**YOUR OBJECTIVE**
Transcribe the full listing below, word for word, without pictures.

**RECORD EXCERPTS**
———

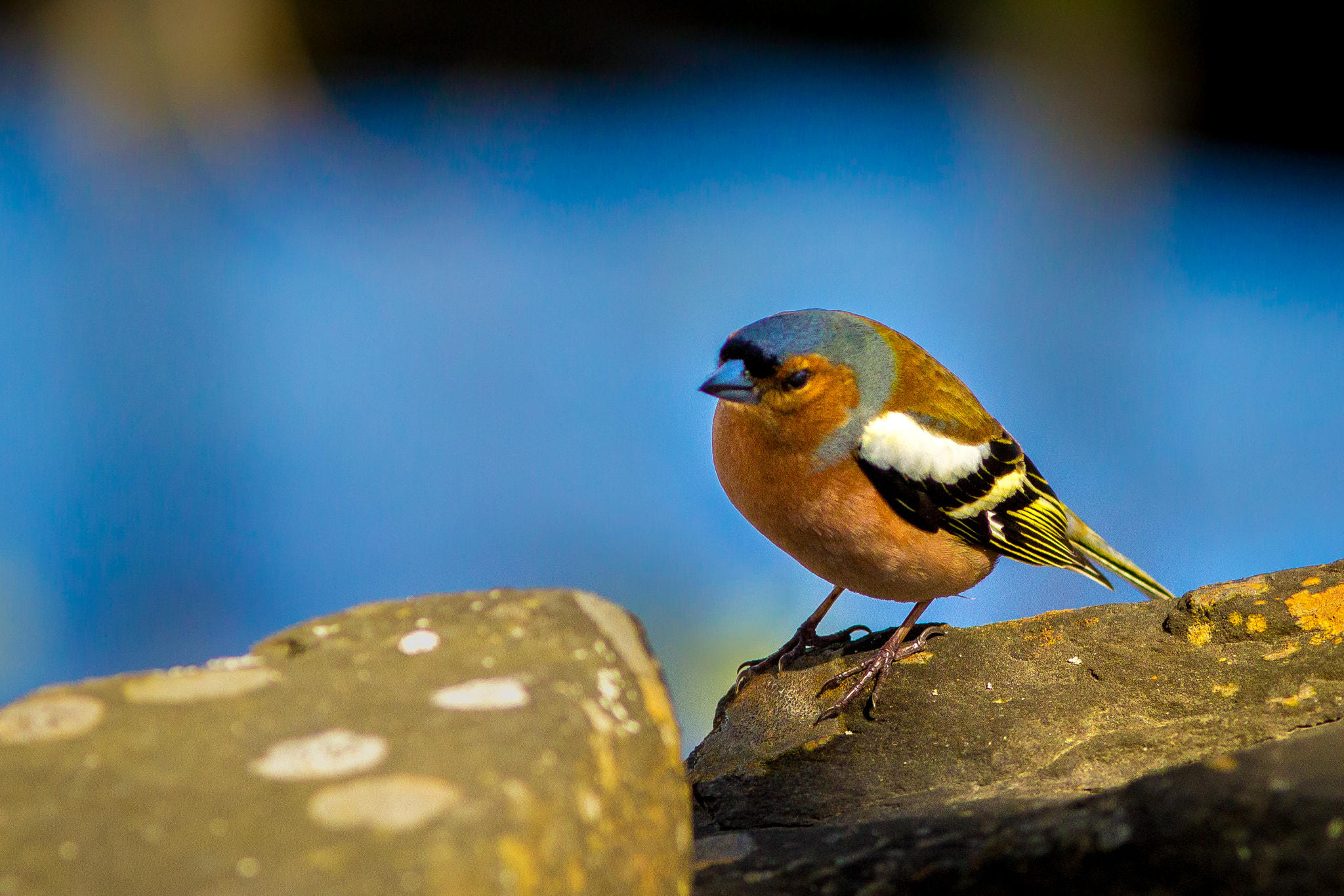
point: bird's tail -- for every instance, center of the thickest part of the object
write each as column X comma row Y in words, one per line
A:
column 1096, row 548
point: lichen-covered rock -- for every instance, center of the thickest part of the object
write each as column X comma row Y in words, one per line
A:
column 1053, row 752
column 1053, row 706
column 501, row 742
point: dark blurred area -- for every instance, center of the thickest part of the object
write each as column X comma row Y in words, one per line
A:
column 1250, row 74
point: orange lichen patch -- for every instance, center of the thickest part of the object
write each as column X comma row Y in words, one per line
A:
column 1211, row 594
column 1286, row 651
column 1323, row 611
column 1305, row 692
column 1199, row 634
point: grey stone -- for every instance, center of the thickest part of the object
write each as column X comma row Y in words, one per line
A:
column 501, row 742
column 1154, row 747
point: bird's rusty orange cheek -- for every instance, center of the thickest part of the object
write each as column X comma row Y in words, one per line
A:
column 805, row 417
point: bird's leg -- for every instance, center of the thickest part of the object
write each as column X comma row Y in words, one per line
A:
column 803, row 638
column 879, row 666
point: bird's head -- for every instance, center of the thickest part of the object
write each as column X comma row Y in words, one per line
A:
column 816, row 374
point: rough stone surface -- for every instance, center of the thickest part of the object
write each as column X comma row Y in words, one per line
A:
column 328, row 761
column 1117, row 748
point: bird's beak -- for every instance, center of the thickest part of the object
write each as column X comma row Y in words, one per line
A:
column 732, row 383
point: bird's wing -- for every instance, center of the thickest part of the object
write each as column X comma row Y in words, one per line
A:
column 990, row 495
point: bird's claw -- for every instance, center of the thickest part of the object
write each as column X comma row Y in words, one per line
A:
column 792, row 649
column 877, row 669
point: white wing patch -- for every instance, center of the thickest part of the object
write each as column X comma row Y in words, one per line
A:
column 894, row 441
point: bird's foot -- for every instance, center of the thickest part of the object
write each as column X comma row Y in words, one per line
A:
column 874, row 670
column 803, row 640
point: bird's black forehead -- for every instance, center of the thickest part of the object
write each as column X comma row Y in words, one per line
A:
column 765, row 344
column 760, row 363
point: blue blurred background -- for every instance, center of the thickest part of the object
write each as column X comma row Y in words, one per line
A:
column 274, row 344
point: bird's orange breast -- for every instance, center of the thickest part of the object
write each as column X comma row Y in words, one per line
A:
column 832, row 520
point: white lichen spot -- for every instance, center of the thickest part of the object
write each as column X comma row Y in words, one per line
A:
column 614, row 622
column 609, row 683
column 417, row 642
column 190, row 684
column 51, row 718
column 505, row 692
column 329, row 754
column 387, row 804
column 229, row 664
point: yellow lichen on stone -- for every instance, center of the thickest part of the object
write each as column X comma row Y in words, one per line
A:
column 518, row 871
column 1322, row 611
column 1199, row 634
column 1305, row 692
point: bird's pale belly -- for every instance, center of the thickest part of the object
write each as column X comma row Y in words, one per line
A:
column 833, row 521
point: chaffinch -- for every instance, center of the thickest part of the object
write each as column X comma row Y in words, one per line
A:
column 874, row 466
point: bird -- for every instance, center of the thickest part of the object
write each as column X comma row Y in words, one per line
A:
column 867, row 461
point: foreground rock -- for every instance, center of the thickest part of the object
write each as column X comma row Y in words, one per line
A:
column 1057, row 748
column 503, row 742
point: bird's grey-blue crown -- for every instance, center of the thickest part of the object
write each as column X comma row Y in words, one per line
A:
column 839, row 338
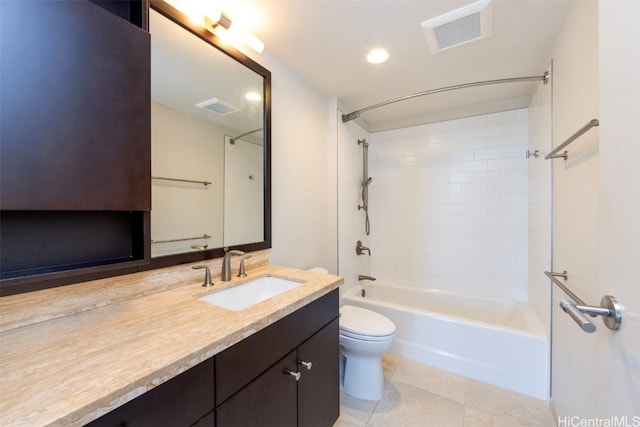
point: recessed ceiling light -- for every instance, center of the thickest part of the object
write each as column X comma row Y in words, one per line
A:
column 377, row 56
column 253, row 96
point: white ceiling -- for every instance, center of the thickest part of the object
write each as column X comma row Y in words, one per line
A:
column 326, row 41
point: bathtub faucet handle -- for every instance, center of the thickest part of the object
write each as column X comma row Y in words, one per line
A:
column 360, row 249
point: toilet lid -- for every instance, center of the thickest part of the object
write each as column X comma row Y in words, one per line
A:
column 360, row 321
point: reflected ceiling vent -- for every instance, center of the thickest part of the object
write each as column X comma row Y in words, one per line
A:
column 218, row 106
column 460, row 26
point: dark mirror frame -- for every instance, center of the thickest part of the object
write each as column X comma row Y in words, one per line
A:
column 183, row 21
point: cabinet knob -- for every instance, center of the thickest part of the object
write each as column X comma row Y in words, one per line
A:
column 307, row 365
column 296, row 375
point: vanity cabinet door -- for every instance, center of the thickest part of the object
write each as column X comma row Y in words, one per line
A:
column 319, row 387
column 269, row 400
column 179, row 402
column 75, row 128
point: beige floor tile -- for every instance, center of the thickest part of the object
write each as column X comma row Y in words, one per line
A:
column 356, row 408
column 347, row 420
column 507, row 405
column 406, row 406
column 390, row 364
column 431, row 379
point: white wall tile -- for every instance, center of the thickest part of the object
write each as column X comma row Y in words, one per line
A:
column 452, row 213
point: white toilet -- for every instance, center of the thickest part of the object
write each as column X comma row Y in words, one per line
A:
column 364, row 337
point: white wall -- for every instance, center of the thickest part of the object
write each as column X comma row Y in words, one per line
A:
column 243, row 192
column 185, row 148
column 449, row 205
column 303, row 171
column 596, row 211
column 539, row 238
column 619, row 353
column 351, row 220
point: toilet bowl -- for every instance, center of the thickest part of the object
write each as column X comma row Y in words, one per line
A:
column 364, row 337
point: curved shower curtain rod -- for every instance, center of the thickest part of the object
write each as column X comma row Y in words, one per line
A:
column 354, row 115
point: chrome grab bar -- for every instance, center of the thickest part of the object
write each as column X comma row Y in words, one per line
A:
column 565, row 155
column 192, row 181
column 204, row 236
column 609, row 309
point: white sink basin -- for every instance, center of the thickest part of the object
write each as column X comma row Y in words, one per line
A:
column 252, row 292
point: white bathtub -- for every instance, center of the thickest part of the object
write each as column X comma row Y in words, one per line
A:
column 494, row 341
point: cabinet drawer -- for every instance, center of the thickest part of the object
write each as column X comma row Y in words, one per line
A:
column 238, row 365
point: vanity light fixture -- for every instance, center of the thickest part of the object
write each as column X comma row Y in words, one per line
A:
column 218, row 23
column 253, row 96
column 377, row 56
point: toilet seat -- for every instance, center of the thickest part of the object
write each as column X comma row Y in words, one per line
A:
column 360, row 323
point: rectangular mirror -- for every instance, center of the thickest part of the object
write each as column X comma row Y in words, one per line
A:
column 210, row 118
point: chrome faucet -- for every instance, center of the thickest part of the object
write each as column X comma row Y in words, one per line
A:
column 241, row 270
column 360, row 249
column 207, row 275
column 226, row 265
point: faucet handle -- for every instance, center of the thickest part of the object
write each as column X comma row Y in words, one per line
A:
column 241, row 270
column 207, row 275
column 233, row 252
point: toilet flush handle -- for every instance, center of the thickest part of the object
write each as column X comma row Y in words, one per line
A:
column 307, row 365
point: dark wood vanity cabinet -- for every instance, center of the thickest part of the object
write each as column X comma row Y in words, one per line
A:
column 183, row 401
column 253, row 383
column 75, row 140
column 264, row 379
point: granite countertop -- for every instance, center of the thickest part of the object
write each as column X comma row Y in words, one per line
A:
column 71, row 354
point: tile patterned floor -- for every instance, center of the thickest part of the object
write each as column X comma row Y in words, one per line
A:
column 420, row 396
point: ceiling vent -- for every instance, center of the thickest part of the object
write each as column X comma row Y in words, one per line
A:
column 460, row 26
column 218, row 106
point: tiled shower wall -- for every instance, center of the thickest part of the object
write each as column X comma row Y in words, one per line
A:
column 449, row 205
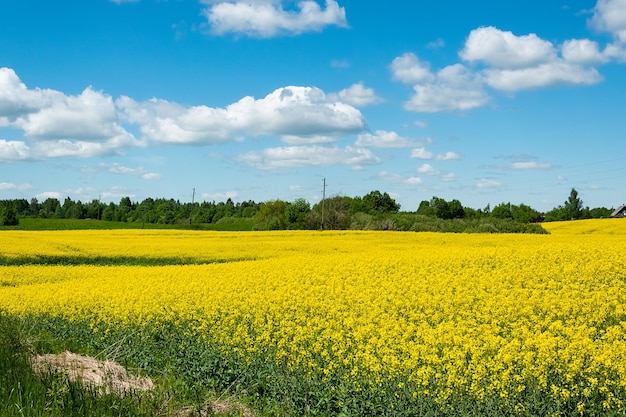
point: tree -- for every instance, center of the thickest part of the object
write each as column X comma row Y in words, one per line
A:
column 502, row 211
column 425, row 209
column 296, row 213
column 8, row 215
column 271, row 216
column 573, row 206
column 379, row 203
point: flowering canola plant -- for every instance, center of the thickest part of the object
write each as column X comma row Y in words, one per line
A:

———

**ANSWER SPACE**
point: bird's tail -- for every instance, center of the thickest part of the object
write each as column X comma row Y in words, one per line
A:
column 1096, row 548
point: lichen-covered rock -- for every instance, center of the thickest part of the object
write each as column X comma row Y in words, one per line
A:
column 1053, row 752
column 1053, row 706
column 501, row 742
point: dark blurred area -- for every instance, center of the thickest part of the object
write each as column X comma row Y in words, one per line
A:
column 1250, row 74
point: orange lichen patch -- for every instance, center of the thickest part of the object
write each as column X comma row Y in words, one per line
A:
column 1211, row 594
column 1286, row 651
column 1323, row 611
column 1305, row 692
column 1199, row 634
point: grey stone -- for every instance, center of the thickest part of the object
write each as column X comma row Y in words, one per line
A:
column 501, row 742
column 1154, row 747
point: bird's rusty orange cheek -- for every instance, center of the thickest part of the object
write each as column X comma row Y in words, one per line
A:
column 805, row 417
point: bird's leg -- for every instance, center of the thickest part of the object
write each as column X comma row Y in words, one per line
A:
column 803, row 638
column 879, row 666
point: bird's head -- for every instance, center of the thickest part of the object
write each as column X comma row Y in words, one per line
A:
column 816, row 374
point: rough stone surface -- for every instance, center of the thickest part of the object
write each as column X comma row Y in words, one per line
A:
column 328, row 761
column 1117, row 748
point: bird's beak -- for every instance, center of the thickest part of the object
write each as column X comma row Y in words, one per line
A:
column 732, row 383
point: bird's wing -- for every instance, center of the thickest part of the object
write each as column X comma row Y in words, one per line
A:
column 990, row 495
point: bird's claw -- for every instance, center of the thickest part of the object
write each as column X comma row Y in words, one per line
A:
column 792, row 649
column 877, row 669
point: white wing patch -- for every instance, center of the thickest part of the object
write each as column X comma row Y in words, one per line
A:
column 894, row 441
point: bird's foot -- for every instance, center of the thickest part of the object
write each as column X comma row Y in words, one per line
A:
column 874, row 670
column 803, row 640
point: bird's black forehead -- for every instance, center of the thickest part of the object
write each as column X comma row Y in words, one per line
A:
column 765, row 344
column 760, row 363
point: blue blurred background -- for every instance, center of the thickest part of the object
write each as column X comma row Y in words, one per line
A:
column 274, row 344
point: bird's orange breast -- for every instance, center of the thickest part of the object
write each as column X comma row Y in words, one per line
A:
column 832, row 520
point: white lichen spot -- for every instance, center of the thickest part of the object
write each as column X comma row Y in words, one per line
A:
column 614, row 622
column 609, row 683
column 417, row 642
column 190, row 684
column 51, row 718
column 505, row 692
column 329, row 754
column 387, row 804
column 229, row 664
point: yellow lichen on stone -- for every instance, center of the thickest part of the object
write each as column X comma row Y in words, one per line
A:
column 518, row 871
column 1322, row 611
column 1199, row 634
column 1305, row 692
point: bird's pale belly -- for every instance, center of the thickest part of the object
write each as column X comma row Y in words, one per line
A:
column 833, row 521
point: chaffinch -- for every instance, center of the thickest part of the object
write each as column X comma row Y in words, one per line
A:
column 874, row 466
point: bird -- for every instance, center of the thickest part of the object
write each as column X comma row Y in words, one per line
A:
column 867, row 461
point: foreground rock -- for every instance, center of the thickest part of the object
write each as column X comma row Y in words, one per line
A:
column 1057, row 748
column 503, row 742
point: bird's grey-blue crown -- for every instance, center of the thickest part of the object
write each as column X comma row Y in words, one per line
A:
column 839, row 338
point: recessed ceiling light -- for every instance, center of the thickest part of the object
write each as column X comma row Y in words, one per line
A:
column 377, row 56
column 253, row 96
point: white ceiling -- for every instance, center of the thickest part of the object
write each as column X comma row Y in words, one per line
A:
column 326, row 41
point: bathtub faucet handle -- for every instance, center of the thickest part of the object
write each as column X comma row Y in words, one per line
A:
column 360, row 249
point: toilet lid -- for every instance, center of the thickest part of the object
write each as column X comma row Y in words, one per line
A:
column 360, row 321
point: reflected ceiling vent -- for every instance, center of the thickest part of the object
write each as column X comma row Y in words, one per line
A:
column 218, row 106
column 460, row 26
point: dark mirror frame -- for every instance, center of the thickest part of the object
write each as column X comma row Y in words, one per line
A:
column 183, row 21
point: cabinet knob -- for every instance, center of the thickest part of the object
write each as column X comma row Y in words, one per line
A:
column 307, row 365
column 296, row 375
point: vanity cabinet door -- for every instance, center of the thickest part of the object
write each as column X comma row Y in words, one per line
A:
column 319, row 387
column 269, row 400
column 179, row 402
column 75, row 128
point: beige floor tile -- for every instance, center of the thickest part of the object
write each as column X comma row Y in words, one per line
A:
column 356, row 408
column 347, row 420
column 507, row 405
column 406, row 406
column 390, row 364
column 431, row 379
point: white wall tile -- for every instance, center of the thickest part of the object
write each as column X comma row Y in words, one per line
A:
column 452, row 213
point: white toilet -- for every instance, center of the thickest part of the object
write each as column X comma row Y in words, one per line
A:
column 364, row 337
point: white wall -- for every instance, center of the thickest part of the object
write each as column X comma row Y in words, one per line
A:
column 243, row 192
column 185, row 148
column 449, row 205
column 303, row 171
column 596, row 211
column 539, row 238
column 619, row 353
column 351, row 220
point: toilet bowl -- for every instance, center of the thickest part of the object
write each as column X comma row Y in words, one per line
A:
column 364, row 337
point: curved shower curtain rod -- for every instance, center of the thickest part of the object
write each as column X comma row Y in words, one per line
A:
column 354, row 115
point: chrome grab bar -- for every instance, center of the thickest part of the object
write each as column X comma row Y in words, one per line
A:
column 565, row 155
column 192, row 181
column 204, row 236
column 609, row 309
point: white sink basin -- for every instance, center of the thickest part of the object
write each as column X comma row Y in words, one per line
A:
column 252, row 292
point: white bathtub -- for every instance, center of the thickest part of the object
write each as column X comma row Y in words, one per line
A:
column 494, row 341
point: cabinet drawer -- for every instance, center of the thickest part of the object
write each as column X comma row Y in words, one per line
A:
column 238, row 365
point: vanity light fixture -- for every instance, center of the thickest part of the object
write each as column X comma row Y in words, one per line
A:
column 218, row 23
column 253, row 96
column 377, row 56
point: toilet seat -- for every instance, center of the thickest part of the object
write each as column X comma row Y in words, one per line
A:
column 360, row 323
point: rectangular mirror -- for every instance, center of the thickest part of the object
write each as column X comma row Y in words, one per line
A:
column 210, row 118
point: chrome faucet -- for every instance, center of the thickest part of the object
write each as column X comma row Y in words, one per line
A:
column 241, row 270
column 360, row 249
column 207, row 275
column 226, row 265
point: faucet handle -- for every instance, center of the thickest part of the object
write each as column X comma row Y in words, one per line
A:
column 241, row 270
column 207, row 275
column 233, row 252
point: toilet flush handle -- for every instance, center of the thickest part of the object
write each as column X comma row Y in words, one per line
A:
column 307, row 365
point: dark wood vanity cabinet -- for every instance, center of the thickest part of the object
write each as column X comma row Y in words, one per line
A:
column 183, row 401
column 253, row 383
column 75, row 140
column 264, row 379
point: granite countertop -- for every instance, center of the thickest part of the object
write each as column X comma row Y in words, one per line
A:
column 71, row 354
point: tile patterned floor -- for every instance, center of the thickest part of the object
write each as column X comma row Y in words, one per line
A:
column 420, row 396
point: ceiling vent -- for every instance, center of the thickest part of the object
write each as column X comma row Y in words, one per line
A:
column 460, row 26
column 218, row 106
point: tiled shower wall -- for every instance, center of the thickest part of the object
write each as column X comma row Y in words, one per line
A:
column 449, row 205
point: tree -- for every instance, center of the thickest part of the object
write each as column X comma row Y in words, one per line
A:
column 502, row 211
column 425, row 209
column 296, row 213
column 8, row 215
column 271, row 216
column 573, row 206
column 379, row 203
point: flowering canola plant -- for every instance, center of the thickest part of the object
write each as column X comma row Y in words, one per line
A:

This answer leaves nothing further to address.